YOUR OBJECTIVE: List each line in the entries below that contains the word "field". Case counts.

Point labeling entries:
'''

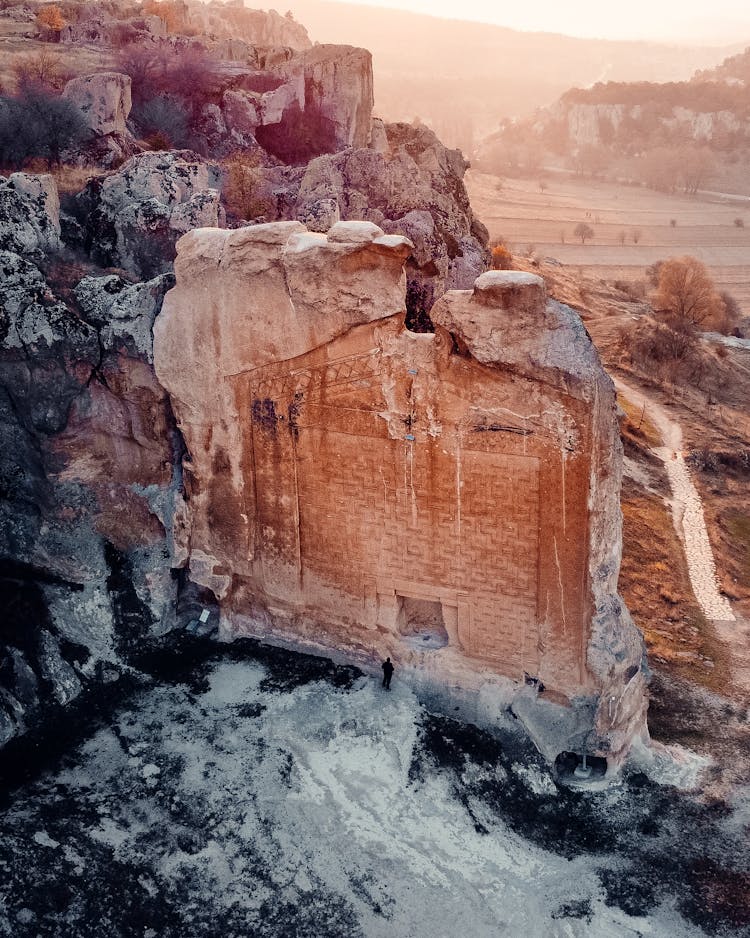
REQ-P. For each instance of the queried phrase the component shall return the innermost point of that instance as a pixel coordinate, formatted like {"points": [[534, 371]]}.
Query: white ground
{"points": [[309, 794], [687, 509]]}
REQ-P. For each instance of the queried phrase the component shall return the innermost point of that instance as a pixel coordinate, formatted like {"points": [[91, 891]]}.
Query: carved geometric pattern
{"points": [[267, 384], [368, 505]]}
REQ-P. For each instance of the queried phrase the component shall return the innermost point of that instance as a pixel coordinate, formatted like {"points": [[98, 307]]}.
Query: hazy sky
{"points": [[717, 20]]}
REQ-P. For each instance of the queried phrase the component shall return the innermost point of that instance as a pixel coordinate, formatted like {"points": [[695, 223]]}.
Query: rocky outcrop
{"points": [[134, 217], [87, 454], [409, 184], [103, 99], [338, 87], [265, 28], [450, 499], [29, 214]]}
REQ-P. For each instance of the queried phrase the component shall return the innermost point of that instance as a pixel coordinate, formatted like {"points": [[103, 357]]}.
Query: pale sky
{"points": [[678, 20]]}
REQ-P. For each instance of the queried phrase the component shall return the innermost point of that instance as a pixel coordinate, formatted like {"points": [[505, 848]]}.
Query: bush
{"points": [[38, 125], [502, 259], [165, 119], [687, 294], [659, 350]]}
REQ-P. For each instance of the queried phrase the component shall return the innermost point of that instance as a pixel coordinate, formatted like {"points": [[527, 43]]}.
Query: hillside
{"points": [[463, 78], [672, 136]]}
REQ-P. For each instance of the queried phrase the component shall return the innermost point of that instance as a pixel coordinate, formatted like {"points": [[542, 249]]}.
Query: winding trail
{"points": [[687, 508]]}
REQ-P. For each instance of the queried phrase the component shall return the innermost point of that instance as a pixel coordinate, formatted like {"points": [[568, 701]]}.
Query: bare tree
{"points": [[583, 231], [688, 294]]}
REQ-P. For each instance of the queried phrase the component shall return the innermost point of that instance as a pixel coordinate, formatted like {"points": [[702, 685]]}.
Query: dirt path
{"points": [[687, 508]]}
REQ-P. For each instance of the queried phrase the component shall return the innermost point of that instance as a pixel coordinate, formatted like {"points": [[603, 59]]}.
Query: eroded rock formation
{"points": [[133, 217], [450, 499], [88, 467]]}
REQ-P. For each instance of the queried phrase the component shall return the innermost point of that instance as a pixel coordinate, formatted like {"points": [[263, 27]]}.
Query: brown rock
{"points": [[450, 499]]}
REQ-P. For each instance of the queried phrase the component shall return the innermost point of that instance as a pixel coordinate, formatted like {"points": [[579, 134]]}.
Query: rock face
{"points": [[29, 214], [87, 469], [104, 100], [133, 217], [339, 87], [410, 184], [322, 103], [449, 499]]}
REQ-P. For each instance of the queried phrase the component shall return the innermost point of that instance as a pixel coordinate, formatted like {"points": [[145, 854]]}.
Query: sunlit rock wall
{"points": [[449, 499]]}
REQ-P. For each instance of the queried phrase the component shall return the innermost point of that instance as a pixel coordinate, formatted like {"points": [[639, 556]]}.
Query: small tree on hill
{"points": [[687, 293], [50, 22]]}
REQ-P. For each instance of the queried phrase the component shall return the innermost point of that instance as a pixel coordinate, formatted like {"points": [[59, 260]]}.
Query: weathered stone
{"points": [[240, 111], [411, 186], [29, 214], [450, 499], [123, 313], [338, 86], [135, 215], [65, 684], [320, 215], [104, 99]]}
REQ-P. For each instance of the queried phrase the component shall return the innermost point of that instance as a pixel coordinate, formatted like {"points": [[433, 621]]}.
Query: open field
{"points": [[524, 215]]}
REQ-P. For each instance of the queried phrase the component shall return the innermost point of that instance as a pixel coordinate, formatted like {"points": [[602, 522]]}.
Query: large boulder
{"points": [[104, 100], [410, 184], [87, 456], [335, 104], [135, 215], [29, 214], [472, 474]]}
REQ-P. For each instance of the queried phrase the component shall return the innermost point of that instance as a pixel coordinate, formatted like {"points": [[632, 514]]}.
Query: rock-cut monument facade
{"points": [[448, 499]]}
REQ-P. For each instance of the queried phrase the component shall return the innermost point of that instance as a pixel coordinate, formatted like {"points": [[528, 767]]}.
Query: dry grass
{"points": [[655, 585], [705, 228], [637, 423]]}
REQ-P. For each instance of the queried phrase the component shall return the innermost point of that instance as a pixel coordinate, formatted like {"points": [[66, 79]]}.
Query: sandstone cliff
{"points": [[450, 499], [89, 464]]}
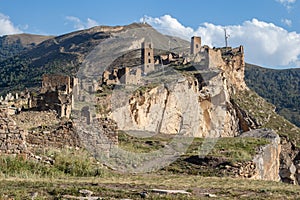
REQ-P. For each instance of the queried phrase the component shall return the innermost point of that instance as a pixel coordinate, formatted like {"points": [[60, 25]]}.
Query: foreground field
{"points": [[133, 186]]}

'''

TASK ANSWER:
Query: open field
Query: foreground field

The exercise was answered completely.